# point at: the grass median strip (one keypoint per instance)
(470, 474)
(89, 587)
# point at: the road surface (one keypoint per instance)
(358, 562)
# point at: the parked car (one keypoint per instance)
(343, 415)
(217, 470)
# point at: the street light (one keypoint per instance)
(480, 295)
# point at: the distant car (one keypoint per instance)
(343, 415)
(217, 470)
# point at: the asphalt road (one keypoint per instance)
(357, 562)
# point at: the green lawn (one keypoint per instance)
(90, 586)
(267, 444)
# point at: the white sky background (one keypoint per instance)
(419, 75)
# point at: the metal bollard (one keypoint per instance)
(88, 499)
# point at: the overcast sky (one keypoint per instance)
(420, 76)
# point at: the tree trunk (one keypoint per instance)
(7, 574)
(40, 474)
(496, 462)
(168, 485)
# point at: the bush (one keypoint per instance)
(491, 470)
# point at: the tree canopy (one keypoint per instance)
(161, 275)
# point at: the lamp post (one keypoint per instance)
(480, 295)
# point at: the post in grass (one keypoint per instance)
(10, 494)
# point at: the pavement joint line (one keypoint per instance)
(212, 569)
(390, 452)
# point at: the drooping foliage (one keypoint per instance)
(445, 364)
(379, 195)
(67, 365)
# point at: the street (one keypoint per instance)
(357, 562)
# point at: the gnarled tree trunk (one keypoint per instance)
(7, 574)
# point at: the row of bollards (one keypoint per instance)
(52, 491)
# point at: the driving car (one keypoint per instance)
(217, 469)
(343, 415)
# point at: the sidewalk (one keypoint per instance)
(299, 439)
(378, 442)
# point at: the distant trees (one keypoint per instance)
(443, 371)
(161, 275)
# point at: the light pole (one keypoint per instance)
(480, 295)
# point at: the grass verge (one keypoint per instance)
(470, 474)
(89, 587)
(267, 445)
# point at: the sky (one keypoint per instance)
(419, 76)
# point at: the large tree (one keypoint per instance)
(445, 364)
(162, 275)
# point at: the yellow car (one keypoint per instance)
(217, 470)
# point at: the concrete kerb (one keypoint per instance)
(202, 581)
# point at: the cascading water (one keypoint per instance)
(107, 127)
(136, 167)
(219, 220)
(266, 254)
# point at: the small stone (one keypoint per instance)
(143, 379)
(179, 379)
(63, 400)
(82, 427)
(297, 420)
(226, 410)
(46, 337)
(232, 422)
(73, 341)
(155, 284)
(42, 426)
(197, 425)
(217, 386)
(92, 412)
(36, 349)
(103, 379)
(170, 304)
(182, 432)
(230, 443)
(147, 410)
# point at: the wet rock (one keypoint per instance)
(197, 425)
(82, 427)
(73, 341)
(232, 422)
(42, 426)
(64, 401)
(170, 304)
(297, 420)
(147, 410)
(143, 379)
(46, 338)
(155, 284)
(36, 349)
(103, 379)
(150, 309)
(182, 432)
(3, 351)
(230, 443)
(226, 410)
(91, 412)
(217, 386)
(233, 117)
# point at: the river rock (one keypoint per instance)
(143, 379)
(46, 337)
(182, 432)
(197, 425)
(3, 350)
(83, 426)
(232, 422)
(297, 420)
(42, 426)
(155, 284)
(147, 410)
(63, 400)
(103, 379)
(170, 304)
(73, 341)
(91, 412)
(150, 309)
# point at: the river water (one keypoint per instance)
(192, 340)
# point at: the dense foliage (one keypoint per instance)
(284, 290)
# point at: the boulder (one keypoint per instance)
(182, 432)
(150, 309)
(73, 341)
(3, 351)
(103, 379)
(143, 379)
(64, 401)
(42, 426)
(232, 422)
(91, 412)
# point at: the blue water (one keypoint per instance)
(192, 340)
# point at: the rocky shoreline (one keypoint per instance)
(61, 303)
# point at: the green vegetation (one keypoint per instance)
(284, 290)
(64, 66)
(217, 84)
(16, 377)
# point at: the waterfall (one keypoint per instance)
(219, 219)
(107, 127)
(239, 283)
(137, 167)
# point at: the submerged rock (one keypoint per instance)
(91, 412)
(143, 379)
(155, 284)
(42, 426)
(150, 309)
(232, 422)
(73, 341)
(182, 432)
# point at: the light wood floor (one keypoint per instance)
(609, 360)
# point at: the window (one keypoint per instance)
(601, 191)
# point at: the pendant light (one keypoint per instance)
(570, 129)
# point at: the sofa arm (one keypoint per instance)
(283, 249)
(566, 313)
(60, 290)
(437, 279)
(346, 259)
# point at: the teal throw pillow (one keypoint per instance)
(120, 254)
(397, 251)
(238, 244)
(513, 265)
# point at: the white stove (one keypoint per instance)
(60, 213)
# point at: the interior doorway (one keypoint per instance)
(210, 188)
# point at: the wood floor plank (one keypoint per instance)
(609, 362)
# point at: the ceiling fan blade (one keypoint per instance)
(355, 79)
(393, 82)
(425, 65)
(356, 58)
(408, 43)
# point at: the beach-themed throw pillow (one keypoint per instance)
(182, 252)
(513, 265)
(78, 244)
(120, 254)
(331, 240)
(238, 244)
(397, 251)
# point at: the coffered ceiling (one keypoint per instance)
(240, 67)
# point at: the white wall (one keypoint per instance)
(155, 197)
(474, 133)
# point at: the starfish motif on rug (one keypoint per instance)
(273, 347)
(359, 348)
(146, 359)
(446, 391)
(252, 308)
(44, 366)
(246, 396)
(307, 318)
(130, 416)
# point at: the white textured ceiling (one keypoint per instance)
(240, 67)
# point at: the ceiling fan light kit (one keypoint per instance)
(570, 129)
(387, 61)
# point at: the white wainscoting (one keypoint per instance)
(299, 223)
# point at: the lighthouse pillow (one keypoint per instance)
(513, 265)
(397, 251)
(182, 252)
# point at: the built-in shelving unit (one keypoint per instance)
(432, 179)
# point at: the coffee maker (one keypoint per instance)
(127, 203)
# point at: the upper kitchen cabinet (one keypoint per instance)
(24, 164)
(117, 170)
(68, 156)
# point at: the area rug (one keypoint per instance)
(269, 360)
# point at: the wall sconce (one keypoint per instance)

-=-=-

Copy everything from the line containing "# point at: the upper" down to the end of the material, keeping every line, and offset each coordinate by -39.

# point at: the upper kitchen cabinet (one keypoint per instance)
(-15, 125)
(78, 131)
(29, 117)
# point at: the area rug (one keypoint per instance)
(230, 321)
# point at: the wall sconce (one keypoint per instance)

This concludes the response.